▽

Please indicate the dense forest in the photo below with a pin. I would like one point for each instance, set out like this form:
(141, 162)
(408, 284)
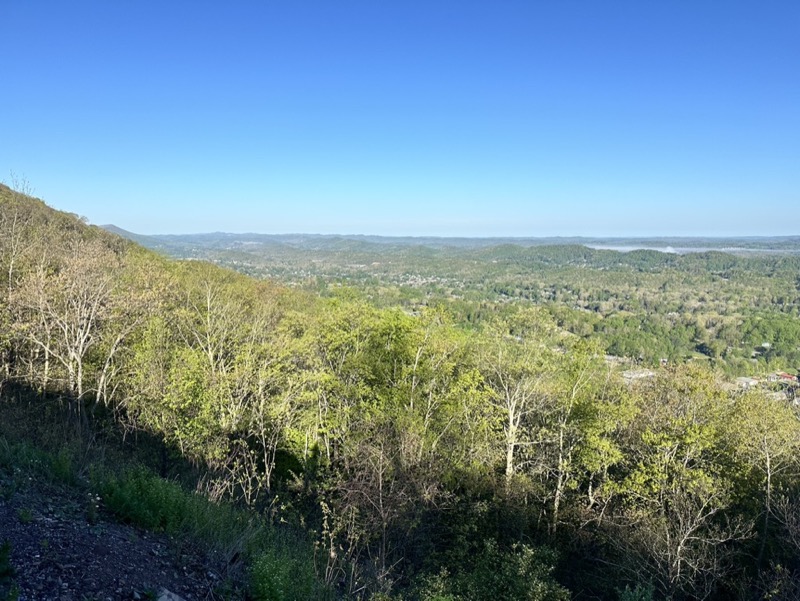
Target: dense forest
(736, 311)
(464, 436)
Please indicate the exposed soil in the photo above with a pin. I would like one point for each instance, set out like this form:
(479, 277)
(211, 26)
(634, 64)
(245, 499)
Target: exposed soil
(64, 548)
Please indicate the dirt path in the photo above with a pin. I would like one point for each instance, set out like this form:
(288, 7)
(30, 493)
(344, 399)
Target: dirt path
(59, 553)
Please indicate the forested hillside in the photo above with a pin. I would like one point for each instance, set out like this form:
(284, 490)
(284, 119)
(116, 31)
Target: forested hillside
(643, 305)
(455, 450)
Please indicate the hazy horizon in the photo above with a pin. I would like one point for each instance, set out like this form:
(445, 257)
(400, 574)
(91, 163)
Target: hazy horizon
(609, 119)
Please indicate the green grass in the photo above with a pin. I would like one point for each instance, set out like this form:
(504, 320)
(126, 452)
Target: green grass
(281, 563)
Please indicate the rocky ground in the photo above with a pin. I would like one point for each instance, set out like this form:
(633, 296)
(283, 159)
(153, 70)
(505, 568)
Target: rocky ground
(63, 547)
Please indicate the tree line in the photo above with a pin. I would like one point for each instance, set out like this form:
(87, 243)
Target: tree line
(427, 459)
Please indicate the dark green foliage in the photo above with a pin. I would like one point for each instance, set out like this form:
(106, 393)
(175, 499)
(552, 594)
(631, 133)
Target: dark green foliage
(285, 573)
(429, 433)
(9, 591)
(522, 573)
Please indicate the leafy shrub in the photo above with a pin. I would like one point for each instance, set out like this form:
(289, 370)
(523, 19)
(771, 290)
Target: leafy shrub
(284, 571)
(522, 573)
(141, 498)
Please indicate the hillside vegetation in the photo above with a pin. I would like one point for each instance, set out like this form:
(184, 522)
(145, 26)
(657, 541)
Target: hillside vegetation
(468, 449)
(737, 312)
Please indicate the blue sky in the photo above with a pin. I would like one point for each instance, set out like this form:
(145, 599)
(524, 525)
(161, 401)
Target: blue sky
(410, 118)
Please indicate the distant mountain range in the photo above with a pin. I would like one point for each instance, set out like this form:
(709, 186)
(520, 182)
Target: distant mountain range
(180, 243)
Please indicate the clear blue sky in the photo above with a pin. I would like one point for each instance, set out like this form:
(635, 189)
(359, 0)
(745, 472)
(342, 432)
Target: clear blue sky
(519, 118)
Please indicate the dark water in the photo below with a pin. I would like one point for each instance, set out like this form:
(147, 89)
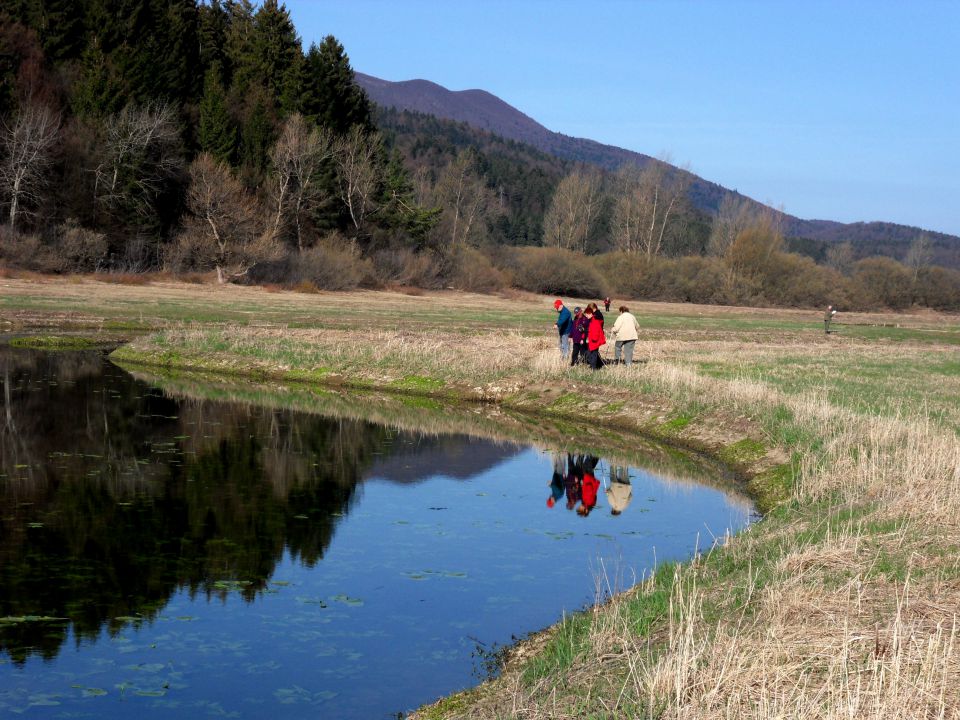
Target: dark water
(185, 558)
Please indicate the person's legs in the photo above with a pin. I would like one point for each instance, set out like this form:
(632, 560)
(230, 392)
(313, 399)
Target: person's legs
(593, 358)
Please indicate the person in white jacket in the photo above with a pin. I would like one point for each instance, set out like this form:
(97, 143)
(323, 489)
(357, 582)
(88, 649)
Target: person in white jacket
(626, 329)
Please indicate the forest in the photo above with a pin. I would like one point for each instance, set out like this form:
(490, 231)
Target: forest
(202, 140)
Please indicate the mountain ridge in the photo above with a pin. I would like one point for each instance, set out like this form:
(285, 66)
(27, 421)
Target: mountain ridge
(484, 111)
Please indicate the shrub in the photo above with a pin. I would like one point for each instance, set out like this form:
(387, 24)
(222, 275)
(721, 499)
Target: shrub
(332, 264)
(882, 282)
(79, 249)
(553, 271)
(472, 270)
(402, 266)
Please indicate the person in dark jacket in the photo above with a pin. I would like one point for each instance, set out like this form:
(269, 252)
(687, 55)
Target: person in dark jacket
(578, 336)
(564, 325)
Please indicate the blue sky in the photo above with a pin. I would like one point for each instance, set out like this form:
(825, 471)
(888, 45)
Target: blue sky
(835, 110)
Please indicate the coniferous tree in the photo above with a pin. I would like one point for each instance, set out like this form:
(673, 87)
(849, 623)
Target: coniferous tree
(212, 23)
(61, 29)
(217, 133)
(257, 137)
(331, 97)
(97, 91)
(276, 49)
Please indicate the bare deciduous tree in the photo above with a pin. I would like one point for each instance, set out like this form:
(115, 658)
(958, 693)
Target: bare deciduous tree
(573, 211)
(734, 216)
(355, 155)
(298, 157)
(140, 155)
(646, 204)
(919, 255)
(224, 229)
(28, 144)
(462, 192)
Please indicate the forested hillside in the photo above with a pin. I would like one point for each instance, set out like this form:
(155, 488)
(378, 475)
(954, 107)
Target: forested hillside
(203, 138)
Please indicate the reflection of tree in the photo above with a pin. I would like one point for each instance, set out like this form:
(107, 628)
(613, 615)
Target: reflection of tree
(113, 497)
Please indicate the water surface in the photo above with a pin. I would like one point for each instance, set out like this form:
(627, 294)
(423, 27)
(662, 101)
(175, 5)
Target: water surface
(167, 557)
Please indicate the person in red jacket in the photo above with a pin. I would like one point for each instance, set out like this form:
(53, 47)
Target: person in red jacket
(595, 339)
(590, 486)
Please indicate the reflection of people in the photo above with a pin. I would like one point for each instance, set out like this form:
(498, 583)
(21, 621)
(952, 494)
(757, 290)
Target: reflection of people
(564, 323)
(619, 493)
(626, 328)
(827, 317)
(589, 487)
(573, 480)
(557, 481)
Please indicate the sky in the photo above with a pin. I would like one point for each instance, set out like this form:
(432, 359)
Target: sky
(839, 110)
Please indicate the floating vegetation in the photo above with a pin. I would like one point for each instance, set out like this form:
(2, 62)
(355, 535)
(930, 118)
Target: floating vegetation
(54, 342)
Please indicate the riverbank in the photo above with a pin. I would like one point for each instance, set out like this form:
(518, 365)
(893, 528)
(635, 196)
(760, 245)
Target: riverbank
(842, 601)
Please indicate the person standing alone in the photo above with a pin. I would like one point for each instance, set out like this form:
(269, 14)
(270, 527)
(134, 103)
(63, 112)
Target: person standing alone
(827, 317)
(564, 325)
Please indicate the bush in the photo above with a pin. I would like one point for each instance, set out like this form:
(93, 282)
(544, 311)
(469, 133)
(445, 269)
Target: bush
(552, 271)
(402, 266)
(332, 264)
(79, 249)
(472, 270)
(882, 282)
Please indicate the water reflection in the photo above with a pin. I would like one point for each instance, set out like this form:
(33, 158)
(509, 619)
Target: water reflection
(344, 566)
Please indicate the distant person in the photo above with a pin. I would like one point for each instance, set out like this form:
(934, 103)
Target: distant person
(620, 492)
(595, 339)
(590, 486)
(578, 337)
(827, 317)
(596, 312)
(626, 329)
(564, 323)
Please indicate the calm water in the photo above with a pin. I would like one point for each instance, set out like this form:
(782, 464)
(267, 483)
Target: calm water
(181, 558)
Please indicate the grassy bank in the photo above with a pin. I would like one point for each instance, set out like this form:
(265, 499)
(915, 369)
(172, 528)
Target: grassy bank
(842, 602)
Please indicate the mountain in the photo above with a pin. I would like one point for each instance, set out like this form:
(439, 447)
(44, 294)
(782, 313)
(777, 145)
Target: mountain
(485, 111)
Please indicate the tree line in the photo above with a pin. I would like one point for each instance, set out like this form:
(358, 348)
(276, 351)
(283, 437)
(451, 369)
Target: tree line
(145, 135)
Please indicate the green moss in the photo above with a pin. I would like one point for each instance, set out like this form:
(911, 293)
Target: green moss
(418, 382)
(675, 425)
(742, 452)
(772, 487)
(54, 342)
(317, 374)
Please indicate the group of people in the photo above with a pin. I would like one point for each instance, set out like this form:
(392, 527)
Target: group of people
(575, 477)
(584, 331)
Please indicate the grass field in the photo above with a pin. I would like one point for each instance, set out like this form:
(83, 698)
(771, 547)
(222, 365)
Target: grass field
(842, 602)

△

Working from the entries above, return all lines that contain "below".

Please indicate the dense forest in the photo below with a pin. I would like one point for each instance, set out like this form:
Please indicate the dark water in the photo below with a pin. I would like one point for each instance, set out like this form:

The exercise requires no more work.